## What this task involves:
Make an exact copy of the listing below. Pictures stay out of it.

## Input data:
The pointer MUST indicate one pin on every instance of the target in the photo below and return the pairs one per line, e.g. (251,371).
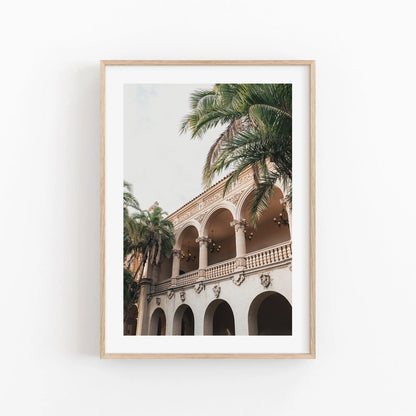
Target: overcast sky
(161,164)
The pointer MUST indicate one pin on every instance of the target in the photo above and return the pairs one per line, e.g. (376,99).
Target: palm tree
(258,134)
(156,237)
(130,235)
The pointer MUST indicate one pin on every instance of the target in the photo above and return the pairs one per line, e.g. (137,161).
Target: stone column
(203,255)
(176,264)
(240,243)
(142,318)
(283,201)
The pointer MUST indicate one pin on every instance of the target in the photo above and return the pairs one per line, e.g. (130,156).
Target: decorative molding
(238,279)
(201,273)
(176,253)
(234,198)
(239,224)
(240,262)
(265,280)
(199,218)
(203,240)
(199,287)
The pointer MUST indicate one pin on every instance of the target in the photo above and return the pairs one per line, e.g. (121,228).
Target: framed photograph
(207,209)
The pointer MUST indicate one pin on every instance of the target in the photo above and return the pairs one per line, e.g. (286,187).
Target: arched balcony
(183,321)
(158,323)
(219,319)
(221,236)
(225,242)
(270,313)
(272,227)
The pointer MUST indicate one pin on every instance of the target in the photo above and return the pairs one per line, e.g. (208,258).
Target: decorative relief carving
(213,198)
(238,279)
(203,240)
(234,198)
(199,287)
(176,253)
(201,273)
(240,262)
(196,207)
(199,218)
(265,280)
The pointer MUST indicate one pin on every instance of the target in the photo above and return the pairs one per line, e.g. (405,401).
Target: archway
(189,260)
(158,323)
(131,321)
(222,235)
(272,227)
(270,313)
(183,321)
(219,319)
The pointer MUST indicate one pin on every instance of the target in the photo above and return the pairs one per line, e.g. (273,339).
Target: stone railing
(269,255)
(187,278)
(160,287)
(263,257)
(220,269)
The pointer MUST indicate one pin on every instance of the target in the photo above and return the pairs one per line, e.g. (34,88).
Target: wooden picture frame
(308,65)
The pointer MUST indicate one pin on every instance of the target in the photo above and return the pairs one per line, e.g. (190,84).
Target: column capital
(176,253)
(239,224)
(203,240)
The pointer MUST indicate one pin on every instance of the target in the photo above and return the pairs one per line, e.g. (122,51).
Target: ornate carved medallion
(199,287)
(238,279)
(265,280)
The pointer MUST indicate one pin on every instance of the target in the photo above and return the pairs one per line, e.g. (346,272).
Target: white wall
(49,308)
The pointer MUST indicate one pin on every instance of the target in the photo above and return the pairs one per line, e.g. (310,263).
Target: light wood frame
(312,278)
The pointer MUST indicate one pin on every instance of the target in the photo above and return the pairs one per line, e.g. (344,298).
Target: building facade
(225,277)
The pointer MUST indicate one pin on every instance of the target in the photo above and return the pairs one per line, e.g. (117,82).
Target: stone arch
(218,229)
(245,195)
(183,227)
(187,244)
(158,322)
(272,228)
(131,321)
(183,321)
(270,313)
(219,318)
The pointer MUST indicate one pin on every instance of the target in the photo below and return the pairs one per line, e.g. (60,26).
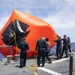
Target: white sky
(58,13)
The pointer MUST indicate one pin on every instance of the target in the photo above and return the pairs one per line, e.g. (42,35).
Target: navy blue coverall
(41,47)
(23,54)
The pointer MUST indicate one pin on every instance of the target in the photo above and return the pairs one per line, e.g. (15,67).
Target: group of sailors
(62,45)
(43,48)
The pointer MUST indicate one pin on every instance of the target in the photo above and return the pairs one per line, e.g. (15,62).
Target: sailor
(41,47)
(23,53)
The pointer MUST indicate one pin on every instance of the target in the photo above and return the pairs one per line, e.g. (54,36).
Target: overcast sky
(58,13)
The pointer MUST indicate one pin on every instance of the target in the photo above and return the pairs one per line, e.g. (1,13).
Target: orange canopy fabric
(37,27)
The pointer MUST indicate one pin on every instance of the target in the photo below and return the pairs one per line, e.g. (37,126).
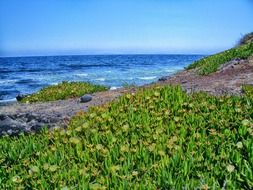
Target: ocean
(24,75)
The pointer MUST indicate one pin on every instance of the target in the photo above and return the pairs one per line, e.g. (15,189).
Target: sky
(74,27)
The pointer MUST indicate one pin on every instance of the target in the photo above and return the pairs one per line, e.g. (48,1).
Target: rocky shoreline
(16,118)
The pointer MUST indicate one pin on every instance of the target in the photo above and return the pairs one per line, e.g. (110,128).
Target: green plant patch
(62,91)
(211,63)
(158,138)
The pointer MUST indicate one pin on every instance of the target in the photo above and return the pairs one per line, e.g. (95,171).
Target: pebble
(85,98)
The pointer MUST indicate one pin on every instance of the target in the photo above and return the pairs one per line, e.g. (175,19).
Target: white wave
(8,100)
(147,78)
(8,81)
(100,79)
(114,88)
(54,83)
(82,74)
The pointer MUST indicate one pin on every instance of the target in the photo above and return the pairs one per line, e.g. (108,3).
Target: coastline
(18,117)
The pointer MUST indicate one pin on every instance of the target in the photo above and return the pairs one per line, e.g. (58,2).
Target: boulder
(20,97)
(85,98)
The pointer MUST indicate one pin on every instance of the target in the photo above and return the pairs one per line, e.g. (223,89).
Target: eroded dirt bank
(16,118)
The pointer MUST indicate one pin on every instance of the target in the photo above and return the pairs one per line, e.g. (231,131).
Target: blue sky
(57,27)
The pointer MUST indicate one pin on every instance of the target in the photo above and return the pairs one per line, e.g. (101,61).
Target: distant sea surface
(24,75)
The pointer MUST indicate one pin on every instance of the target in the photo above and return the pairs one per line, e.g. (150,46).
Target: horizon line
(105,54)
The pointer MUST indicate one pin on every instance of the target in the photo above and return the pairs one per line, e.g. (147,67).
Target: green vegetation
(63,91)
(158,138)
(246,39)
(210,64)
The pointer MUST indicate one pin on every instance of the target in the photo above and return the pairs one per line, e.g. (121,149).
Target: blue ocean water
(22,75)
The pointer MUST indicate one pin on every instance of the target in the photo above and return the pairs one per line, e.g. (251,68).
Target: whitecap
(82,74)
(8,100)
(100,79)
(114,88)
(147,78)
(8,81)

## Completed task:
The pointer MUST indicate one pin on every instance of the target in the photo below and return the pairs one per line, e.g. (251,371).
Target: overcast sky
(161,164)
The pointer MUST indicate one pin on every instance of the target in the photo above and return the pairs one per line, e.g. (376,99).
Target: palm tree
(258,134)
(156,237)
(130,235)
The pointer MUST indicate one pin on every instance of the target in the photo above and return the pairs one per line, e.g. (137,161).
Target: stone column
(203,255)
(176,264)
(240,243)
(142,318)
(283,201)
The pointer MUST indicate one pin on every instance of the target in the photo above and return the pairs one per line, e.g. (130,156).
Target: decorative molding
(238,279)
(201,273)
(176,253)
(234,198)
(239,224)
(240,262)
(265,280)
(199,218)
(203,240)
(199,287)
The pointer MUST indicate one pin on every instance of the target in the photo above and return the pairs one per line, e.g. (121,228).
Target: framed photograph
(207,209)
The pointer MUST indicate one pin on every instance of the target in the photo above and return the pairs one per line, e.g. (286,187).
Target: arched balcony
(183,321)
(158,323)
(219,319)
(221,236)
(225,242)
(270,313)
(272,227)
The pointer MUST indicate one pin on every instance of the target in the photo above and return the pairs one per line, e.g. (208,258).
Target: decorative relief carving
(213,198)
(238,279)
(203,240)
(234,198)
(199,287)
(176,253)
(201,273)
(240,262)
(196,207)
(199,218)
(265,280)
The pointer MUST indicate one pin on every instance of the target in the photo above and return the pairs one per line, e.g. (405,401).
Target: archway
(189,260)
(158,323)
(131,321)
(222,235)
(272,227)
(270,313)
(183,321)
(219,319)
The pointer MUST indicate one pin on every instance of the target in the photo above and return the pairs one per line, e.g. (273,339).
Target: stone railing
(269,255)
(187,278)
(160,287)
(263,257)
(220,269)
The pointer MUST indicate one pin on every instance of the target in the photo above and return the pairs one per line, e.g. (34,88).
Target: wooden picture frame
(308,65)
The pointer MUST indicate one pin on every instance of the target in the photo above and return the pairs one per line, e.g. (190,84).
Target: column capital
(176,253)
(239,224)
(203,240)
The pointer MUST indicate one pin on every instance of the target in the photo above and return the pairs one per line, e.g. (122,51).
Target: ornate carved medallion
(199,287)
(238,279)
(265,280)
The pointer MUST indicate one pin on every instance of the target in the photo above and return the pairs one per line, e.g. (346,272).
Target: white wall
(49,308)
The pointer MUST indicate one pin on every instance of the target in the photo above and return the pairs one per line, e.g. (310,263).
Target: light wood frame
(312,278)
The pointer MUST indicate one pin on every instance of the target in the photo above and return the pairs one per line, e.g. (344,298).
Target: building facade
(225,277)
The pointer MUST indicate one pin on every instance of the target in the photo above and return the pairs one per line, e.g. (117,82).
Target: stone arch
(218,229)
(245,195)
(183,227)
(187,244)
(158,322)
(272,228)
(131,321)
(183,321)
(270,313)
(219,318)
The pointer MUST indicate one pin on every instance of the target in the photo below and return the pairs one per line, e.g. (60,26).
Target: white sky
(58,13)
The pointer MUST indicate one pin on every instance of the target in the photo above and return the pairs one per line, e.g. (42,35).
Target: navy blue coverall
(41,47)
(23,54)
The pointer MUST indicate one pin on every instance of the target in the photo above and return the pairs one per line, e.g. (15,67).
Target: group of sailors
(62,45)
(43,48)
The pointer MUST indicate one pin on every instance of the target in the photo above and return the pairs one per line, e.g. (15,62).
Target: sailor
(41,47)
(23,53)
The pointer MUST indicate one pin on every instance of the target in the photo above and return the pairs one per line, e.g. (54,36).
Target: overcast sky
(58,13)
The pointer MUST indicate one pin on every instance of the target in the photo above and return the pairs one per line, e.g. (1,13).
Target: orange canopy fabric
(37,27)
The pointer MUST indicate one pin on every instance of the target in the photo below and return the pairs one per line, e.g. (37,126).
Target: ocean
(24,75)
The pointer MUST indicate one pin on every instance of the target in the photo above and return the pairs one per line, e.g. (15,189).
Target: sky
(74,27)
The pointer MUST indicate one pin on every instance of the target in the photo above and return the pairs one per line, e.g. (48,1).
Target: rocky shoreline
(16,118)
The pointer MUST indicate one pin on every instance of the target in the photo above and return the pairs one per line, e.g. (110,128).
Target: green plant patch
(62,91)
(211,63)
(158,138)
The pointer MUST indicate one pin on every instance of the target in the photo above and return the pairs one per line, e.g. (95,171).
Target: pebble
(85,98)
The pointer MUST indicate one pin on every instance of the target in the photo above and return the pairs one per line, e.g. (175,19).
Target: white wave
(8,100)
(147,78)
(8,81)
(100,79)
(114,88)
(54,83)
(82,74)
The pointer MUST indicate one pin on every instance of the target in the photo above and return the pairs one per line, e.g. (108,3).
Target: coastline
(18,117)
The pointer MUST indicate one pin on every instance of the target in the photo above and return the pairs one per line, e.g. (58,2).
Target: boulder
(20,97)
(85,98)
The pointer MUST indicate one pin on every instance of the target in the photo above and return the pairs one per line, e.g. (223,89).
Target: eroded dirt bank
(16,118)
The pointer MUST indicate one pin on every instance of the target in the photo above and return the pairs one per line, e.g. (231,131).
Target: blue sky
(57,27)
The pointer MUST indicate one pin on every instance of the target in the photo above and return the pairs one per line, e.g. (101,61).
Target: distant sea surface
(24,75)
The pointer MUST indicate one pin on every instance of the target in the photo above and return the pairs one per line, e.g. (150,46).
Target: horizon line
(105,54)
The pointer MUST indicate one pin on every instance of the target in the photo above and return the pairs one per line, e.g. (147,67).
Target: green vegetation
(63,91)
(158,138)
(246,39)
(210,64)
The pointer MUST indicate one pin on every instance of the target in the photo above and return the pairs one per line, e.g. (121,149).
Target: blue ocean water
(22,75)
The pointer MUST indicate one pin on every instance of the target in the photo above and return the pairs one per line, e.g. (251,68).
Target: whitecap
(82,74)
(8,100)
(100,79)
(114,88)
(147,78)
(8,81)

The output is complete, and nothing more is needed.